▶ DATA TO PROCESS:
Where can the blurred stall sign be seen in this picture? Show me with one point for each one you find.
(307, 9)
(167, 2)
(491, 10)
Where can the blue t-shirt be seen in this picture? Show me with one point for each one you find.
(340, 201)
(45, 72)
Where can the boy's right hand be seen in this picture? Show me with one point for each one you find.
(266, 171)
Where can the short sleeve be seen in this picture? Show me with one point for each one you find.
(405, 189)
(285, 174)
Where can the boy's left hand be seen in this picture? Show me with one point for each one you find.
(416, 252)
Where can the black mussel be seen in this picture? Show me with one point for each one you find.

...

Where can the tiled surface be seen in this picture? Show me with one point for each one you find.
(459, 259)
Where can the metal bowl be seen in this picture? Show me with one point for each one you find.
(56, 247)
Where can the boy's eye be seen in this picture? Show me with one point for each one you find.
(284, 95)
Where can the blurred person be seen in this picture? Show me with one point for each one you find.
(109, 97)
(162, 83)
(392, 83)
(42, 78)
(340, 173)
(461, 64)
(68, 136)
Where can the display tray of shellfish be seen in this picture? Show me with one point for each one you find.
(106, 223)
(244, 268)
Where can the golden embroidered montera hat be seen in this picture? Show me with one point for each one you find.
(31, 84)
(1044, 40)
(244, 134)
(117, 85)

▶ TASK: From the material above, pull out every line that contains the string "blurred" and copy each one. Treat uppercase and lowercase as different.

▶ WRITTEN RESPONSE:
Where can the blurred stall sign be seen in this picture? Show me with one point for each one you find.
Where can the blurred person be seen in this picture? Show me with one point for each one you find.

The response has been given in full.